Goal of the exercise – Transcribe the entries below word for word, beginning with the line that contains "Where can you find the tree" and continuing through the final line of the entries.

=== Given data ===

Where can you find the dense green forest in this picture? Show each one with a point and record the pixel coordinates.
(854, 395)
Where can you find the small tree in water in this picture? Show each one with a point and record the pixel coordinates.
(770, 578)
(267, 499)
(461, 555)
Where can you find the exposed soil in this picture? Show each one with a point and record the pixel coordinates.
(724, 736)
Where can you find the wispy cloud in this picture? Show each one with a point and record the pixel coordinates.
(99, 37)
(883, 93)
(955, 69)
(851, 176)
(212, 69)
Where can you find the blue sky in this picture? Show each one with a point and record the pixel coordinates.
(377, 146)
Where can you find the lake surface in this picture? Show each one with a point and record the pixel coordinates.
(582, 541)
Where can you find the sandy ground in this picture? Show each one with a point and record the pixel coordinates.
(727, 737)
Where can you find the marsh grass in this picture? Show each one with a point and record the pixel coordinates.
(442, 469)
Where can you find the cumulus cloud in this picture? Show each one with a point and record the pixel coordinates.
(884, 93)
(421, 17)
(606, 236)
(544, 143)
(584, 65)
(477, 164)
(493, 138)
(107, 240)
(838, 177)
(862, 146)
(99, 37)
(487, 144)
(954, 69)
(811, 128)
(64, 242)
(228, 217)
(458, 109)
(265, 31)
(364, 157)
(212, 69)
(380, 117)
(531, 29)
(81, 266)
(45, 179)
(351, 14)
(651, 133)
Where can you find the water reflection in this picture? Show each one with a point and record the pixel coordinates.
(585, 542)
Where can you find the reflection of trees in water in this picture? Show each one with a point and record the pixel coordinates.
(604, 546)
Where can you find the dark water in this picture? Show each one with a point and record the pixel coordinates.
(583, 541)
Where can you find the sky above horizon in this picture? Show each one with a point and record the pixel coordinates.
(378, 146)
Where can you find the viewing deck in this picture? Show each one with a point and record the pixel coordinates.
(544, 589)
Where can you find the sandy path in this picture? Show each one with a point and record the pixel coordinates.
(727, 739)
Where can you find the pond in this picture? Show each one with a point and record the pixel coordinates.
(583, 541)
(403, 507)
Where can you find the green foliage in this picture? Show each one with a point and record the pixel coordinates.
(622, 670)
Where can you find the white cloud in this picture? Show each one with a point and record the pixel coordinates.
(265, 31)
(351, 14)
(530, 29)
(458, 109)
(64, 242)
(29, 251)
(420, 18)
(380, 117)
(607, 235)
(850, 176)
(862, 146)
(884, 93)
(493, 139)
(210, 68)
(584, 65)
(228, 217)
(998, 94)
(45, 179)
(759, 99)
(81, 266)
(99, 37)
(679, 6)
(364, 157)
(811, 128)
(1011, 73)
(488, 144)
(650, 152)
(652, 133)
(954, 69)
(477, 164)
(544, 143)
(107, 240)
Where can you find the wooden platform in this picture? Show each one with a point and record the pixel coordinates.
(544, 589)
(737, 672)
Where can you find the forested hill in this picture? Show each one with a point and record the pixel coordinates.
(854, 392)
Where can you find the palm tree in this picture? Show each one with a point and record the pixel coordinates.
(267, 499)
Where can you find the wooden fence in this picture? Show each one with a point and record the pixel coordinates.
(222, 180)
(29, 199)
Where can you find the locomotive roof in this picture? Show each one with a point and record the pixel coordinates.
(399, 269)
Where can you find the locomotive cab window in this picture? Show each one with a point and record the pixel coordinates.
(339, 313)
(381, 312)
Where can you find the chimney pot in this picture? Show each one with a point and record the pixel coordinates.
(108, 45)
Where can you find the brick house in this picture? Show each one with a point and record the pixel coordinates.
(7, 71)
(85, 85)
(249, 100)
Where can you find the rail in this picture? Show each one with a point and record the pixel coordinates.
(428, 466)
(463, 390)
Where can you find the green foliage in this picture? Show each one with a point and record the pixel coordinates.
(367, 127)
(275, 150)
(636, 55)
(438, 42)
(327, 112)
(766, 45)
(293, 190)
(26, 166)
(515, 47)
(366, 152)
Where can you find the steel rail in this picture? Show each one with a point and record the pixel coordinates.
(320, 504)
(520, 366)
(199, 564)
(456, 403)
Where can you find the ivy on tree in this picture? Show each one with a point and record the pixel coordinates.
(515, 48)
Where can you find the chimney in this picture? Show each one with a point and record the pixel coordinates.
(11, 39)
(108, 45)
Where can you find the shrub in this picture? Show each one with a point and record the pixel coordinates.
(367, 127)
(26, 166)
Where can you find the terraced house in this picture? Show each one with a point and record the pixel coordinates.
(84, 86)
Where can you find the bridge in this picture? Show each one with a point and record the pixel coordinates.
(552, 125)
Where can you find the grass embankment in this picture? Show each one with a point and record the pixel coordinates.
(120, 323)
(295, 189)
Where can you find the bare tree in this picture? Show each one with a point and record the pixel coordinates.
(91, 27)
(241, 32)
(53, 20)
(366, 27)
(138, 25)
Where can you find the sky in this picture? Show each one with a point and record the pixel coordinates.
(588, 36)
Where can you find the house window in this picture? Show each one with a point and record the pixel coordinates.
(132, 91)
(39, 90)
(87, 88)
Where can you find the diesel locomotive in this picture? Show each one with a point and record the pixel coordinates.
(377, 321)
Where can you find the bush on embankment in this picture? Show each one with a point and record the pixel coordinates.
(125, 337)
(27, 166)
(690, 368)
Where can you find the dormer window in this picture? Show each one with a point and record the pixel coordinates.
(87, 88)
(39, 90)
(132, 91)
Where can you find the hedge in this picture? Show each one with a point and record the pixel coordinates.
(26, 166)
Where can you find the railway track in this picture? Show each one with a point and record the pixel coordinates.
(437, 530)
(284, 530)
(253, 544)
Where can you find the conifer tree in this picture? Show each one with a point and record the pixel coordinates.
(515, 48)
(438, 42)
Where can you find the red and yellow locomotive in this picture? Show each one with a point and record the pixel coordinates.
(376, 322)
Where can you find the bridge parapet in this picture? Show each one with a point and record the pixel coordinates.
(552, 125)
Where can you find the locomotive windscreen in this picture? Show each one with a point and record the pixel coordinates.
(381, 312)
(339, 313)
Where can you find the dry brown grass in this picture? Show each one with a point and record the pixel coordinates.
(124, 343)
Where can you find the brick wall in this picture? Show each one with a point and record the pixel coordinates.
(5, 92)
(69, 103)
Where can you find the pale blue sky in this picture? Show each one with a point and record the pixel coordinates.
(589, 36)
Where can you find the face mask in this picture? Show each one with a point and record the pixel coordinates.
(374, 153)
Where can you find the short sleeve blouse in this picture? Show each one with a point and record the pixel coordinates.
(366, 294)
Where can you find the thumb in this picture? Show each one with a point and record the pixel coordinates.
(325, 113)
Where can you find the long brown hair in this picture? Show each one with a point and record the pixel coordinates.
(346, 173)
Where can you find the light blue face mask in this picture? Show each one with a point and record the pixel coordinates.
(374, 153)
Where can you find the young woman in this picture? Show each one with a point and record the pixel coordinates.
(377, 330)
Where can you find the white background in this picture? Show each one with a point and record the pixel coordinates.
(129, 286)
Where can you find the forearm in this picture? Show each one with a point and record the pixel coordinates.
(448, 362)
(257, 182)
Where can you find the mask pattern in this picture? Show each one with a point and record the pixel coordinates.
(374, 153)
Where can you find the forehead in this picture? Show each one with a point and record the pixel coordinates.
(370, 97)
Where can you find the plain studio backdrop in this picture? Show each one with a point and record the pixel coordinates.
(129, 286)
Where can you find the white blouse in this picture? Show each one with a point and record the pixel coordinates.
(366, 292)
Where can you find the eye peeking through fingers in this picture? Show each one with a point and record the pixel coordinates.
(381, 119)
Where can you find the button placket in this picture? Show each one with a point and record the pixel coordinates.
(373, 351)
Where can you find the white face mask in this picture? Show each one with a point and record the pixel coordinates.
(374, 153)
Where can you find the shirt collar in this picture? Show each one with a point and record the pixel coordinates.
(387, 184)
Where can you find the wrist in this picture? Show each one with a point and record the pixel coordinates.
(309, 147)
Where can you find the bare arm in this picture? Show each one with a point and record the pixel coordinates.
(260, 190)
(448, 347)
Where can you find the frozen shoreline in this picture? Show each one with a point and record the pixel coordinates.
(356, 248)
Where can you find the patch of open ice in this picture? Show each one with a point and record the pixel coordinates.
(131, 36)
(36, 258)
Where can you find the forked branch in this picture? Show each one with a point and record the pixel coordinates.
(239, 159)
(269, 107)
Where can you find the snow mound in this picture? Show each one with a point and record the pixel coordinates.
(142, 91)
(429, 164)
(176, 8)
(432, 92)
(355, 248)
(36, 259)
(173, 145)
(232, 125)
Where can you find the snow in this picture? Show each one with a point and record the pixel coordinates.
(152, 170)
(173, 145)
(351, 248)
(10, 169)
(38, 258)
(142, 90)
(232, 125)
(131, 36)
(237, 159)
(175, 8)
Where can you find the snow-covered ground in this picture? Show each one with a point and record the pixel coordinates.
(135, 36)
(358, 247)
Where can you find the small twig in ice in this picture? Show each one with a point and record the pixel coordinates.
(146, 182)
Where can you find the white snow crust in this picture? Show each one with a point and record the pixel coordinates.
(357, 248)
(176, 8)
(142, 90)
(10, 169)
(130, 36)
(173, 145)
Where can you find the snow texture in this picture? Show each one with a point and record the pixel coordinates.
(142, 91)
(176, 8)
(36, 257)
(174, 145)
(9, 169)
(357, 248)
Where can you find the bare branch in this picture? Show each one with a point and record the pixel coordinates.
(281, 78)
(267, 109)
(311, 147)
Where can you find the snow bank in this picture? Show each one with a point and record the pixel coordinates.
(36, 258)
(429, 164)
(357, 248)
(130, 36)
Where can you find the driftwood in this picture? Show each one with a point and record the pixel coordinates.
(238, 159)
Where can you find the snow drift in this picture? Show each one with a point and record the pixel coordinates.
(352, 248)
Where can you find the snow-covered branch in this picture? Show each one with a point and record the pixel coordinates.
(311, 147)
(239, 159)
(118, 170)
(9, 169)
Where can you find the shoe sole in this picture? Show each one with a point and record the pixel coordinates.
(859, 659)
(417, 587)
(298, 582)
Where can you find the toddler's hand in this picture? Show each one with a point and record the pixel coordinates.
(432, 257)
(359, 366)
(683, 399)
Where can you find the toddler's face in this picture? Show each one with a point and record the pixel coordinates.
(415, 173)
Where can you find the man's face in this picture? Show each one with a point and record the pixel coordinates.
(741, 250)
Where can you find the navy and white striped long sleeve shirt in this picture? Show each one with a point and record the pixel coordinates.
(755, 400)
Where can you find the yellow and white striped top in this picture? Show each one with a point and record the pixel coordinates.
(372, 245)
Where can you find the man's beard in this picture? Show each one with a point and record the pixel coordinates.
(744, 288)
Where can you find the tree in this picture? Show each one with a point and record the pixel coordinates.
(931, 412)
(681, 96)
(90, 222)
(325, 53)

===

Finished exercise –
Where can you find the tree in this picture? Show each one with a point and record the pixel coordinates.
(931, 412)
(681, 96)
(90, 222)
(325, 53)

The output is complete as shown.